What the task requires: Copy the rows below verbatim, all of them, from first to last.

[Rows from a dataset]
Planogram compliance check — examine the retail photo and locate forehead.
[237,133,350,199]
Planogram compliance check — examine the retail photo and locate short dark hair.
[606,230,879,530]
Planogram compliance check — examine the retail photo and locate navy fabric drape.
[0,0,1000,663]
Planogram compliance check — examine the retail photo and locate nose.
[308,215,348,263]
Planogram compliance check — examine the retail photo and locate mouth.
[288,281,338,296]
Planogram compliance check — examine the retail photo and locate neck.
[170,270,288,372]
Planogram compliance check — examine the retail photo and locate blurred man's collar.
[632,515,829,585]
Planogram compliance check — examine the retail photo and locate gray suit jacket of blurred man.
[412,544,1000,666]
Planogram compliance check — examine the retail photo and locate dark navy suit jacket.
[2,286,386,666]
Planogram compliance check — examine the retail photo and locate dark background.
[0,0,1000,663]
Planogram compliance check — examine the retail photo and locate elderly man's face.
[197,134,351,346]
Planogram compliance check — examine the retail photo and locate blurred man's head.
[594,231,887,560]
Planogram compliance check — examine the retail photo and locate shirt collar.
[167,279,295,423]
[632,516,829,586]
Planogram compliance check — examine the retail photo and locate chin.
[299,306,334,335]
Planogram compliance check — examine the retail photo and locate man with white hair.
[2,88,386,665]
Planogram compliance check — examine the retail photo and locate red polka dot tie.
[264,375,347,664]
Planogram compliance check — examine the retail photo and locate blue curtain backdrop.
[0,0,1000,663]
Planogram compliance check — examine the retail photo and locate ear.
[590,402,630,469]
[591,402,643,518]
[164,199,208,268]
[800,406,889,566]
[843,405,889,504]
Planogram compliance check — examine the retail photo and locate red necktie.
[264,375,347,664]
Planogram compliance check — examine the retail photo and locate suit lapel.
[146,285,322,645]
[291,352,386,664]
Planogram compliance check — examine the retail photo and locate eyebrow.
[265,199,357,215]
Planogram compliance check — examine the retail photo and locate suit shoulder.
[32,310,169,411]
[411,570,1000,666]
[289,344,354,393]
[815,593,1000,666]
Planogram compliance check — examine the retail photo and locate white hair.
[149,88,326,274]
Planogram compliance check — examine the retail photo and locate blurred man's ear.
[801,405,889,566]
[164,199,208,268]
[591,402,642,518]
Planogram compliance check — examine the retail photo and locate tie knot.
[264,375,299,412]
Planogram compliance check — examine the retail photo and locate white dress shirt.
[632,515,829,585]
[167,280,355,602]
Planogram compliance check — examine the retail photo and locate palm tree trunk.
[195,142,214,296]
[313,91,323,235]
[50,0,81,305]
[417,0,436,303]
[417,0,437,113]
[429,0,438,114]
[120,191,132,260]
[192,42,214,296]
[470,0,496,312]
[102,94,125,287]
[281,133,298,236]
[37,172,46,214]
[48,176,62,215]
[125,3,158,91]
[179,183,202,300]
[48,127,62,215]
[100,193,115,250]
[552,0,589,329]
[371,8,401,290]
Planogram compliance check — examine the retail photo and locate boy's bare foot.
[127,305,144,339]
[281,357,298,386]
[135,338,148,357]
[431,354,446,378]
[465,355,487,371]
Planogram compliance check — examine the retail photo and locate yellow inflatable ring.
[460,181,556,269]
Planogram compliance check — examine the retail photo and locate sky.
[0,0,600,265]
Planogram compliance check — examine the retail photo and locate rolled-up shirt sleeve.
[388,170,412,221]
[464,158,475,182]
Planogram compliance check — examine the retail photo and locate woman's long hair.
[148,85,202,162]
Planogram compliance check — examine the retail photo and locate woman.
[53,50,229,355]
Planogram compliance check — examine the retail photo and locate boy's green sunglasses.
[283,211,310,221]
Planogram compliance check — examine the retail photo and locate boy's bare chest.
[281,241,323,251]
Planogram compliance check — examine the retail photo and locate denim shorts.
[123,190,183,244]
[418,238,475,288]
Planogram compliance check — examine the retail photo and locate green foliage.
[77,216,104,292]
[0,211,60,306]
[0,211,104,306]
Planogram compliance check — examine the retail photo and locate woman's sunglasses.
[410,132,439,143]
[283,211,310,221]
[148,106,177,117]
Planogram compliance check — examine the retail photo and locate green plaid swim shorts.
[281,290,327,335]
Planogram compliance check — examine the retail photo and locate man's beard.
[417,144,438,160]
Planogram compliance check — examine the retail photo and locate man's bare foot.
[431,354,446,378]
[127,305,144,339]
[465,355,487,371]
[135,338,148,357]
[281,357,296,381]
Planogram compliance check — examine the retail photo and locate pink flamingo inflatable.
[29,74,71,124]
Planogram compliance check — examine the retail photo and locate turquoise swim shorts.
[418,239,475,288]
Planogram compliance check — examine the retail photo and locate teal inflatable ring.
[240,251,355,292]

Answer to the exercise:
Planogram compliance check — examine the retail photo and locate forehead.
[237,133,350,199]
Planogram compliance check — examine the retail photo and locate short dark hair.
[606,230,879,530]
Planogram compliance check — examine the retail photo and locate navy fabric drape.
[0,0,1000,663]
Planogram compliance check — examine the retail photo and locate nose.
[308,215,348,263]
Planogram compliance check — examine the retail photo and locate mouth.
[288,281,338,296]
Planogram compliance check — examine the retail photo and locate neck.
[170,270,288,372]
Planogram compliance check — examine the retail photo and locate blurred man's collar.
[632,515,829,585]
Planogram compliance check — examine the retail photo and locate gray suit jacket of blurred man.
[412,544,1000,666]
Planogram compliance check — examine the retail photo and locate dark navy suit jacket.
[2,286,386,666]
Planogram compliance check — examine the retail photo and locate dark background.
[0,0,1000,663]
Planogram compliance check — examine the retail photo and locate elderly man's face.
[197,134,351,346]
Planogram compliance check — examine the retail photo and locate blurred man's head.
[594,231,887,560]
Planogram compliance check — examine the retail photo and locate shirt collar.
[167,279,295,423]
[632,516,829,586]
Planogram compliance check — examine the retail photo and locate chin.
[299,306,334,335]
Planogram compliance check — examine the retail photo and locate man with white hair.
[2,88,386,665]
Planogram compliance check — examine the retail photo and locate red polka dot tie.
[264,375,347,664]
Planogram compliance check — examine the retail photo and locate blue curtain backdrop.
[0,0,1000,663]
Planogram compliance check — examine the retail photo and locate ear.
[590,402,630,469]
[591,402,643,518]
[164,199,208,268]
[800,406,889,566]
[843,405,889,504]
Planogram compliance check — examine the retail photo and locate red necktie.
[264,375,347,664]
Planogram compliance check — examine the retail photo and locate suit lapel.
[146,285,322,645]
[291,352,386,664]
Planogram compliance check — examine the retail photo and locate eyebrow.
[265,199,357,215]
Planogram compliance check — examine the retail photo and locate suit shoulder.
[32,310,169,411]
[411,570,1000,666]
[289,344,354,393]
[815,593,1000,666]
Planogram compliance check — examine the retail photo and locate white hair.
[149,88,326,274]
Planogram compliance check — examine the retail photo and locate blurred man's ear.
[801,405,889,566]
[164,199,208,268]
[591,402,642,518]
Planogram compliance check — examine the retail photo and locate tie knot.
[264,375,299,412]
Planogram compliance check — examine the retail photo and locate white dress shirt.
[632,515,829,585]
[167,280,355,602]
Planogram compliance check — examine the retail photo and locate palm tree trunk.
[195,142,214,296]
[313,91,323,235]
[50,0,81,305]
[417,0,436,303]
[417,0,437,113]
[429,0,438,114]
[120,191,132,260]
[192,42,214,296]
[470,0,496,312]
[102,94,125,287]
[281,133,298,236]
[37,172,46,214]
[48,176,62,215]
[125,3,158,91]
[179,183,202,300]
[48,127,62,215]
[100,193,115,250]
[552,0,589,329]
[371,8,401,290]
Planogram compliance check — examine the retail photo and locate boy's bare foot.
[127,305,144,339]
[281,357,298,386]
[135,338,148,357]
[431,354,446,378]
[465,355,487,371]
Planogram compliance check — examine the retail photo and locate yellow inflatable ring.
[460,181,556,269]
Planogram compliance check — examine the retail photo and locate sky.
[0,0,600,265]
Planogram compliance check — examine the retail photo and locate rolled-up shirt sleeve.
[388,170,412,221]
[464,158,475,182]
Planogram compliance check — examine the retail photo and locate woman's long hair.
[148,85,202,162]
Planogram compliance check — examine the retail photo and locate woman.
[53,50,229,355]
Planogram compliance check — examine the retail photo and locate boy's green sunglasses.
[283,211,310,221]
Planogram compliance check — examine the retail photo and locate boy's bare chest.
[281,241,323,251]
Planogram compliance check — examine the retail photo and locate denim shorts.
[123,190,183,244]
[418,238,475,288]
Planogram compliance check — examine the retail photo and locate green foliage.
[77,216,104,292]
[0,211,60,306]
[0,211,104,306]
Planogram compliance check — examine the retail photo and locate woman's sunglasses.
[410,132,439,143]
[283,211,310,221]
[148,106,177,117]
Planogram compliance check — examine the retail photo and locate green plaid swim shorts.
[281,290,327,335]
Planogram compliance check — examine the retail photo and locate man's beard.
[417,144,438,160]
Planogram compliance check — examine the retail photo and locate man's bare foot.
[431,354,446,378]
[127,305,144,339]
[465,355,487,371]
[135,338,148,357]
[281,357,296,381]
Planogram compliance check — examine the retail photo and locate pink flamingo inflatable.
[29,74,71,124]
Planogram compliance check — examine the retail photo and locate turquoise swim shorts.
[418,239,475,288]
Planogram compliance check — examine the retail photo and locate teal inflatable ring.
[240,251,355,292]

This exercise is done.